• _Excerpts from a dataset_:
□ □ □

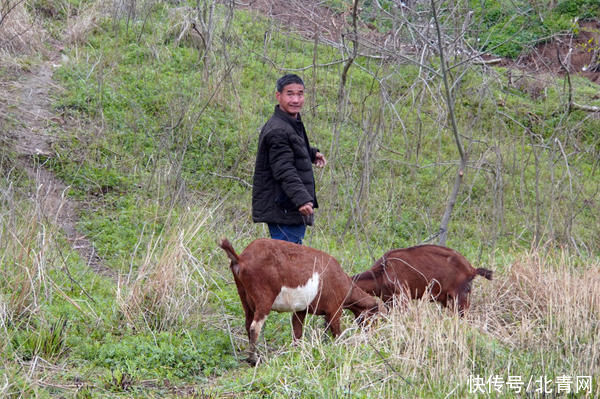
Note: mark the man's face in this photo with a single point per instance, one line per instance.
(291, 98)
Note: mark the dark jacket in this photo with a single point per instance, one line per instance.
(283, 175)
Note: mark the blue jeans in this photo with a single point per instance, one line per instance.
(287, 232)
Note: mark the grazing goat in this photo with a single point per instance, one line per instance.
(285, 277)
(411, 271)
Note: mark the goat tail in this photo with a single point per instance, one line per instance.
(228, 248)
(485, 273)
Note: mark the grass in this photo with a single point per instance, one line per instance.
(159, 148)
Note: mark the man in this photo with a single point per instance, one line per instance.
(283, 192)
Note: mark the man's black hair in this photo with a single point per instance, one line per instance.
(288, 79)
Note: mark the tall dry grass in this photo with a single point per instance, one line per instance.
(24, 260)
(20, 33)
(538, 318)
(171, 283)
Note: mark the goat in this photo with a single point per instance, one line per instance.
(286, 277)
(410, 271)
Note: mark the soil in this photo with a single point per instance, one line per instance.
(32, 121)
(30, 131)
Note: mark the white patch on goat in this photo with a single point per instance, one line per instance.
(298, 298)
(256, 325)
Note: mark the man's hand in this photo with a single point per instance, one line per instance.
(306, 209)
(320, 160)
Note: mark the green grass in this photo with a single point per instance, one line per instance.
(158, 151)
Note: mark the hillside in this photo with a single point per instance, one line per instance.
(128, 142)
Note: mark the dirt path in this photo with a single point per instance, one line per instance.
(31, 131)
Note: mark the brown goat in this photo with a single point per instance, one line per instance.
(285, 277)
(412, 271)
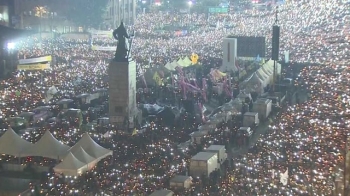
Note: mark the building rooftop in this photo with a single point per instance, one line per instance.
(180, 178)
(162, 192)
(215, 147)
(203, 156)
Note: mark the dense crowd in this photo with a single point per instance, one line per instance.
(306, 140)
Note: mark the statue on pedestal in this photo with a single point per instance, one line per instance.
(122, 53)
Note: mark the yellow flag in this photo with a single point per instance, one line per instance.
(157, 79)
(134, 132)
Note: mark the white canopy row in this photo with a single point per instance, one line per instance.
(182, 62)
(86, 151)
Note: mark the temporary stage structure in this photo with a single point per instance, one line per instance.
(84, 157)
(12, 144)
(91, 147)
(48, 146)
(70, 166)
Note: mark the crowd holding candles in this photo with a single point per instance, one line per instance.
(300, 154)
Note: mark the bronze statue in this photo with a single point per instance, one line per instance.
(123, 49)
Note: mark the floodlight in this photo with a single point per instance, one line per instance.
(10, 45)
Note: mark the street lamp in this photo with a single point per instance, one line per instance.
(39, 12)
(190, 3)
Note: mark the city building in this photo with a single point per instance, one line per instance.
(120, 10)
(6, 12)
(42, 15)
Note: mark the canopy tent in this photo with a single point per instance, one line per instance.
(91, 147)
(70, 166)
(242, 95)
(265, 78)
(181, 63)
(237, 104)
(64, 101)
(170, 67)
(12, 144)
(187, 61)
(48, 146)
(84, 157)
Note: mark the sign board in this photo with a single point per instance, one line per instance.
(104, 48)
(33, 66)
(35, 60)
(218, 10)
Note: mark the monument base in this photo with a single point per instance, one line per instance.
(122, 94)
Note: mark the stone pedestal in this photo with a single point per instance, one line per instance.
(229, 48)
(122, 94)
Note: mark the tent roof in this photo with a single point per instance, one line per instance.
(48, 146)
(70, 162)
(91, 147)
(82, 155)
(13, 144)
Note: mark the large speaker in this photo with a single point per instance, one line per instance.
(275, 42)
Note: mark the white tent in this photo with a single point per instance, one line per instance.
(84, 157)
(12, 144)
(263, 77)
(237, 104)
(187, 61)
(70, 166)
(48, 146)
(91, 147)
(181, 63)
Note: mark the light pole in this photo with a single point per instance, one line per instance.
(190, 3)
(39, 12)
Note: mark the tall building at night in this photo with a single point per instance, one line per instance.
(6, 12)
(42, 15)
(119, 10)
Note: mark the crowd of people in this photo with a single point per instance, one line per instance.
(305, 143)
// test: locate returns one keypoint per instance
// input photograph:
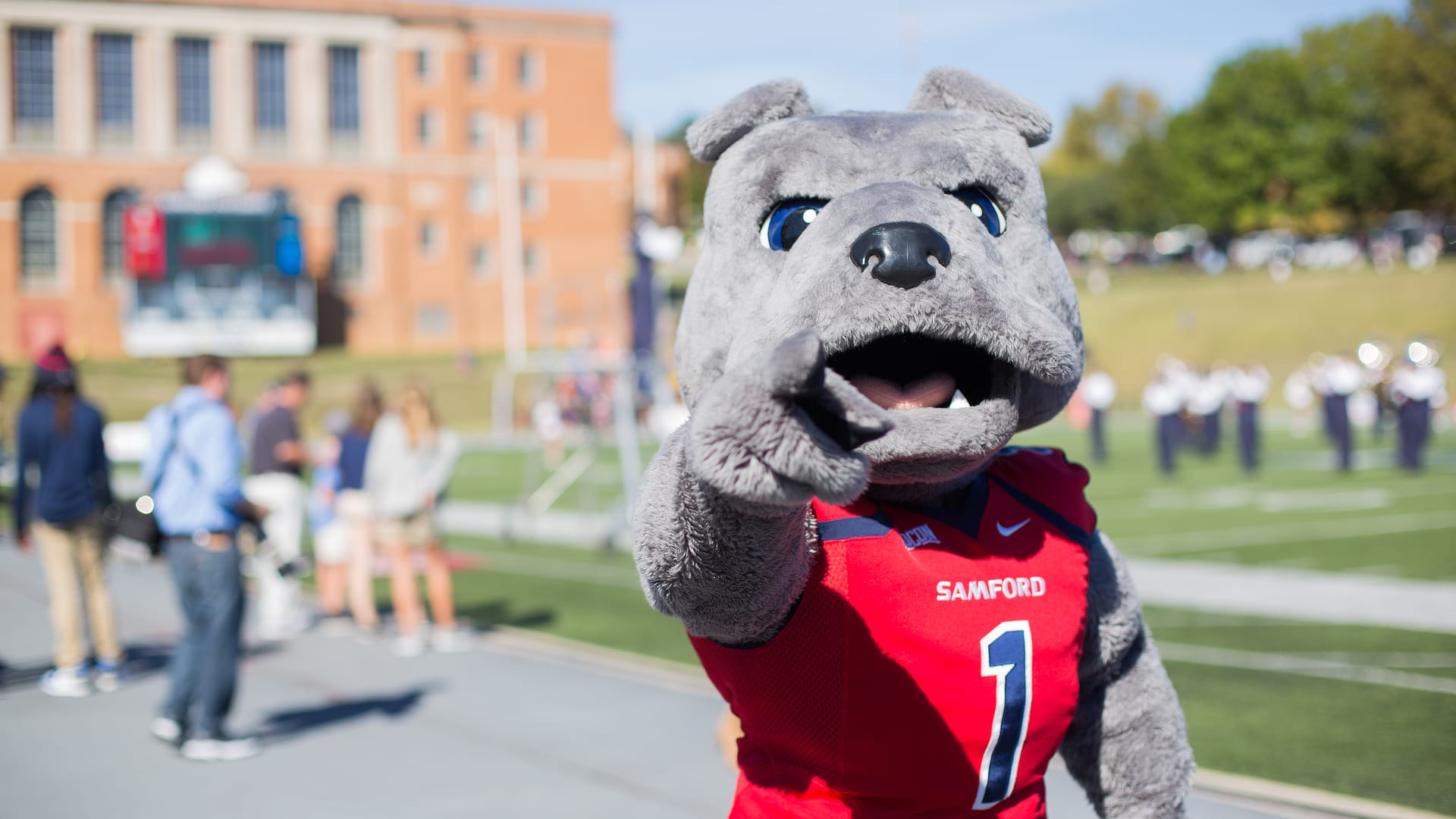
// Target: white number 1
(1006, 654)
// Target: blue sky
(680, 57)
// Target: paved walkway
(522, 727)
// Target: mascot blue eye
(786, 222)
(983, 207)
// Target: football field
(1354, 708)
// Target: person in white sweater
(410, 461)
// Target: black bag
(136, 519)
(136, 522)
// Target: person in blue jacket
(60, 433)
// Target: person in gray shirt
(411, 458)
(277, 460)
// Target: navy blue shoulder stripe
(967, 518)
(845, 528)
(1044, 512)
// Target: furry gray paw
(783, 428)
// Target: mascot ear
(952, 89)
(775, 99)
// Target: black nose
(900, 253)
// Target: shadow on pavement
(143, 661)
(281, 726)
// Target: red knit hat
(55, 366)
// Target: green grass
(568, 592)
(510, 475)
(1238, 316)
(1291, 513)
(1245, 316)
(1370, 741)
(1366, 741)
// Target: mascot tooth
(909, 617)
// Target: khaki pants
(72, 556)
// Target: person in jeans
(410, 463)
(277, 460)
(193, 466)
(354, 510)
(61, 433)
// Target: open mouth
(908, 371)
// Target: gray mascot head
(915, 243)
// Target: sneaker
(66, 682)
(220, 748)
(166, 729)
(452, 642)
(108, 676)
(408, 646)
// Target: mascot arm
(1128, 744)
(721, 522)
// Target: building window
(433, 319)
(348, 241)
(533, 260)
(482, 260)
(344, 95)
(533, 197)
(112, 243)
(479, 130)
(194, 91)
(430, 240)
(114, 89)
(33, 55)
(532, 131)
(530, 69)
(38, 265)
(479, 196)
(481, 66)
(271, 93)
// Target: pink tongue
(930, 391)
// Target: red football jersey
(930, 667)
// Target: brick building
(447, 162)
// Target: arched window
(348, 241)
(112, 245)
(38, 240)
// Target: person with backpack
(61, 435)
(193, 469)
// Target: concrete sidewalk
(519, 727)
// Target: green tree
(1081, 172)
(1419, 85)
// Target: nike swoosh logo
(1009, 531)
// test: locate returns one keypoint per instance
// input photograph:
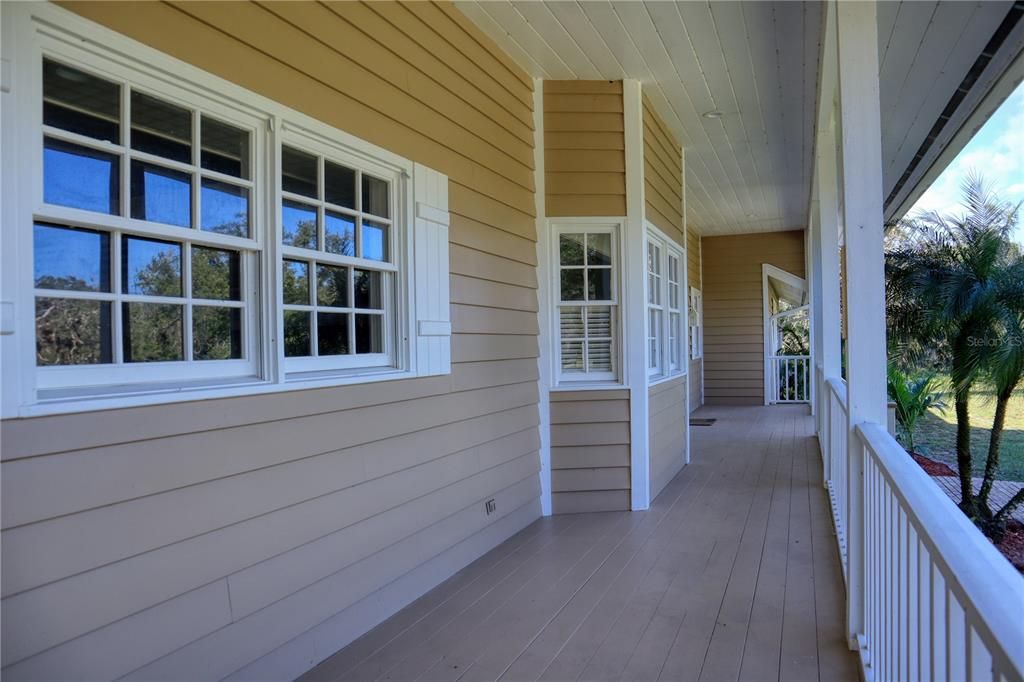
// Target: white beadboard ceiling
(757, 62)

□ □ □

• _EXERCISE DIRECTIONS_: Please copy out each line above exactly as written, but not the pictures.

• _EXERCISE SOLUTION_:
Note: mark the man's face in this photo with a single point per instance, one line per instance.
(291, 98)
Note: mark the dark jacket in this photo with a single point per instance, one line per instance.
(283, 175)
Note: mark the blue jeans in this photo with a single point per instance, one line per instance.
(287, 232)
Note: mark the grazing goat in this photo with a single point per instance, one line per instance.
(285, 277)
(411, 271)
Note: mark the goat tail in this photo with a single point per instance, one line per instance.
(228, 248)
(485, 273)
Note: mark the grass in this photo with a single point per instance, one line per instance.
(159, 148)
Note: mark the man in this photo with a single point per instance, one line per instance.
(283, 192)
Note: mark the man's black hair in this photo with a single point per instance, one line per instance.
(288, 79)
Note: mark the tall dry grass in this photo with a single point per instance, one line per instance.
(24, 260)
(20, 33)
(538, 318)
(171, 283)
Note: mark the goat in this photo with a single point per instance, one line per instance.
(286, 277)
(410, 271)
Note: mark the soil in this photo with a single point per instance, one line per instance.
(32, 121)
(30, 131)
Note: mark the white patch on goat in this photo with a single point per instance, one line per instance.
(298, 298)
(256, 325)
Note: mark the man's hand in this photo with a single point per instance, one line per instance.
(306, 209)
(320, 160)
Note: mark the green grass in this photo with a single point per instance, one line per instance.
(158, 151)
Note: mark the hillside in this photo with a single point per instance, one line per instance.
(128, 142)
Note: mark the dirt path in this photo with a single point per instance, one line per instance.
(31, 131)
Note: mark the brown goat in this photo with a single point per instance, one line per instance.
(285, 277)
(412, 271)
Note: mark the building rooftop in this photo with a single point per instance, one line per instance.
(180, 178)
(162, 192)
(215, 147)
(203, 156)
Note: mark the dense crowd in this photo with a single point per instance, one line per instance.
(306, 140)
Note: mark the statue on pedestal in this photo with a single point per instance, one line per instance.
(122, 53)
Note: mark the yellow flag in this photo with a single point per instance, one line per instance.
(157, 79)
(134, 132)
Note: mark the white canopy row in this photo with a single point per instance, one line per instance.
(182, 62)
(86, 151)
Note: mark the temporary stage structure in this photo with a single point per instance, one line per instance.
(84, 157)
(12, 144)
(91, 147)
(48, 146)
(70, 166)
Note: mark the crowd holding candles in this photo with a single point per instance, one line per instance.
(300, 154)
Note: mark the bronze statue in this photo with a single point per instance, one line per instance.
(123, 49)
Note: mark the floodlight in this photo with a single point per instance, one line per instance.
(10, 45)
Note: mark the street lamp in this photo with a single point per instance, one line per instance.
(39, 12)
(190, 3)
Note: mark the city building in this photo with a single point per instance, one line per instance.
(120, 10)
(6, 12)
(42, 15)
Note: mark the canopy tent in this photo with a single point per instance, one line per instance.
(91, 147)
(70, 166)
(242, 95)
(265, 78)
(181, 63)
(237, 104)
(64, 101)
(170, 67)
(12, 144)
(187, 61)
(48, 146)
(84, 157)
Note: mark the sign board in this photo with a single point per instance, one line per instance.
(104, 48)
(33, 66)
(35, 60)
(218, 10)
Note: mark the monument base in this photo with a single point per instance, one line per instance.
(122, 94)
Note: mark the stone pedestal in this photo with a single point per instance, one line per instance.
(229, 48)
(122, 94)
Note: mark the tent roof in this photo with a single point per instance, one line per instance.
(48, 146)
(70, 162)
(91, 147)
(82, 155)
(13, 144)
Note: mark the large speaker in this photo with a single point per instance, one line per instance.
(275, 42)
Note: mark the white tent in this photo with a single point per instance, one line per instance.
(84, 157)
(12, 144)
(263, 77)
(237, 104)
(187, 61)
(70, 166)
(48, 146)
(91, 147)
(181, 63)
Note: mark the light pole in this photo with a single point per instance, one line per instance.
(190, 3)
(39, 12)
Note: mark the tall building at night in this photo with a single point per instance, one line per instance.
(6, 12)
(42, 15)
(119, 10)
Note: mark the crowd of people in this photo with a single point per instance, one line per instance.
(305, 143)
// test: locate returns one keypoint per instance
// input photograph:
// Target: white number 1
(1006, 654)
// Target: blue sky
(680, 57)
// Target: paved walkway
(522, 727)
// Target: mascot blue eye
(786, 222)
(983, 207)
// Target: football field
(1354, 708)
// Target: person in white sweater
(410, 461)
// Target: black bag
(136, 519)
(136, 522)
// Target: person in blue jacket
(60, 433)
// Target: person in gray shirt
(411, 458)
(277, 460)
// Target: navy blue shoulder stripe
(967, 518)
(845, 528)
(1044, 512)
// Target: furry gray paw
(783, 428)
// Target: mascot ear
(952, 89)
(775, 99)
// Target: black nose
(900, 253)
// Target: shadow on pavement
(143, 661)
(281, 726)
// Target: red knit hat
(55, 366)
// Target: green grass
(568, 592)
(510, 475)
(1238, 316)
(1291, 513)
(1245, 316)
(1370, 741)
(1366, 741)
// Target: mascot tooth
(909, 617)
// Target: khaki pants
(72, 556)
// Target: person in jeans
(410, 463)
(277, 460)
(193, 466)
(354, 510)
(61, 433)
// Target: open mouth
(908, 371)
// Target: gray mascot head
(915, 243)
// Target: sneaker
(66, 682)
(220, 748)
(166, 729)
(452, 642)
(108, 676)
(408, 646)
// Target: mascot arm
(1128, 744)
(721, 522)
// Target: building window
(433, 319)
(348, 241)
(533, 260)
(482, 260)
(344, 95)
(533, 197)
(112, 243)
(479, 130)
(194, 91)
(430, 240)
(114, 89)
(33, 55)
(532, 131)
(530, 69)
(38, 265)
(479, 196)
(481, 66)
(271, 93)
// Target: pink tongue
(930, 391)
// Target: red football jersey
(930, 667)
// Target: brick building
(447, 162)
// Target: arched window
(348, 241)
(112, 245)
(38, 240)
// Target: person with backpack
(61, 435)
(193, 469)
// Target: concrete sidewalk
(519, 727)
// Target: green tree
(1081, 172)
(1419, 85)
// Target: nike swoosh logo
(1009, 531)
// test: locate returns one keypoint per instance
// input photograph:
// Target: white beadboard ceiling
(757, 62)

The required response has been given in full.